* WHAT TO WORK ON: Retype exactly the stretch of lines that begins at the line containing "Give the outline" and ends at the last line of the data, with no other lines.

* DATASET RECORDS:
******************************

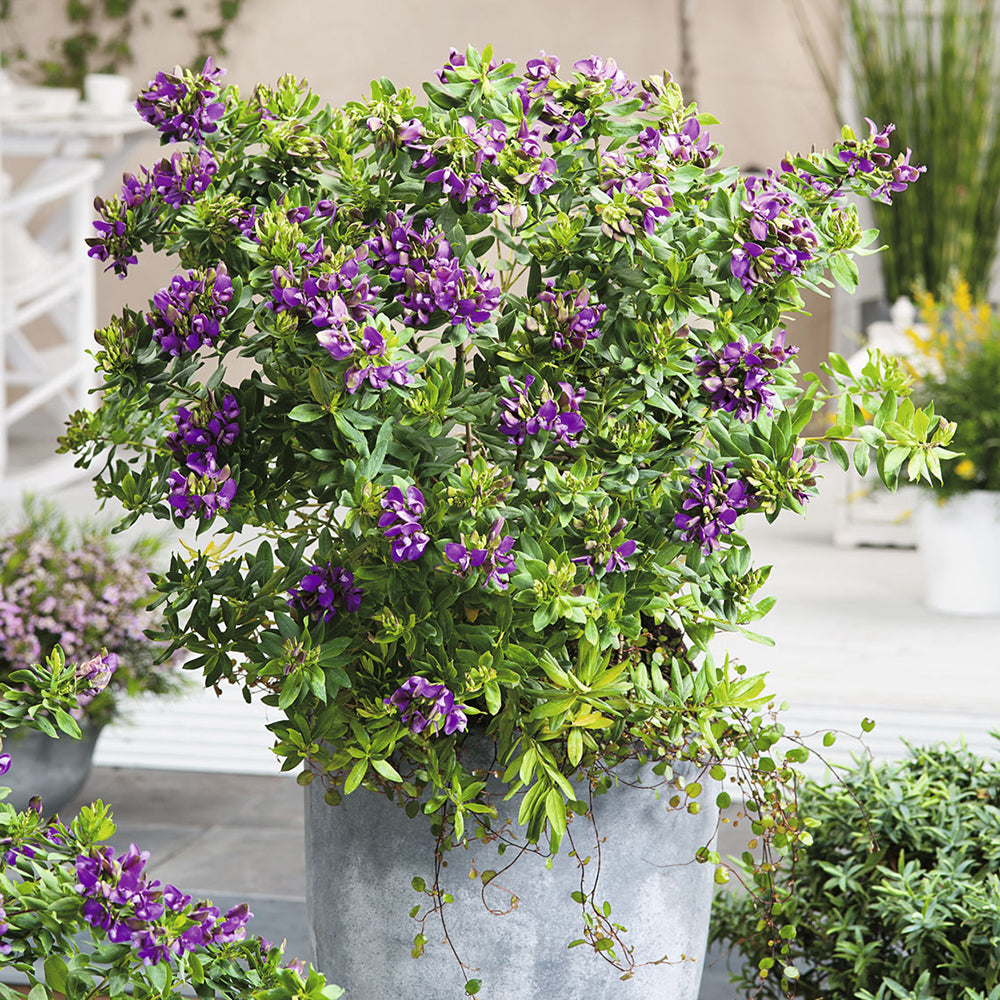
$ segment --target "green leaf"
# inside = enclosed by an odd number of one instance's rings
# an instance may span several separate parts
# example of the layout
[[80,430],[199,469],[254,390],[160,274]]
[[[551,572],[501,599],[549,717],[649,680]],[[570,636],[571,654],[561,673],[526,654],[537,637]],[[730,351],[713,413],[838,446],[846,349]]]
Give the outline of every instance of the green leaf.
[[398,781],[402,783],[402,775],[390,764],[387,760],[372,760],[372,767],[382,775],[383,778],[388,778],[390,781]]
[[368,761],[365,759],[359,760],[354,767],[351,768],[351,773],[347,776],[347,780],[344,782],[344,791],[350,795],[350,793],[361,784],[367,773]]
[[49,989],[55,990],[57,993],[65,993],[68,971],[65,960],[58,955],[49,955],[45,959],[44,969],[45,983]]
[[470,979],[465,984],[465,992],[470,997],[474,997],[482,988],[483,988],[483,984],[478,979]]
[[314,420],[319,420],[325,413],[326,410],[315,403],[299,403],[298,406],[292,407],[288,419],[300,424],[311,424]]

******************************

* SOLUTION FOR THIS PROBLEM:
Give the outline of every instance of the green leaf.
[[398,781],[402,783],[402,775],[390,764],[387,760],[372,760],[372,767],[382,775],[383,778],[388,778],[390,781]]
[[368,761],[365,759],[359,760],[354,767],[351,768],[351,773],[347,776],[347,780],[344,782],[344,791],[350,795],[350,793],[361,784],[367,773]]
[[49,989],[55,990],[57,993],[65,993],[68,971],[65,960],[58,955],[49,955],[45,959],[44,969],[45,983]]
[[470,979],[465,984],[465,992],[470,997],[474,997],[482,988],[483,988],[483,984],[478,979]]
[[314,420],[319,420],[325,413],[326,410],[315,403],[299,403],[298,406],[292,407],[288,419],[300,424],[311,424]]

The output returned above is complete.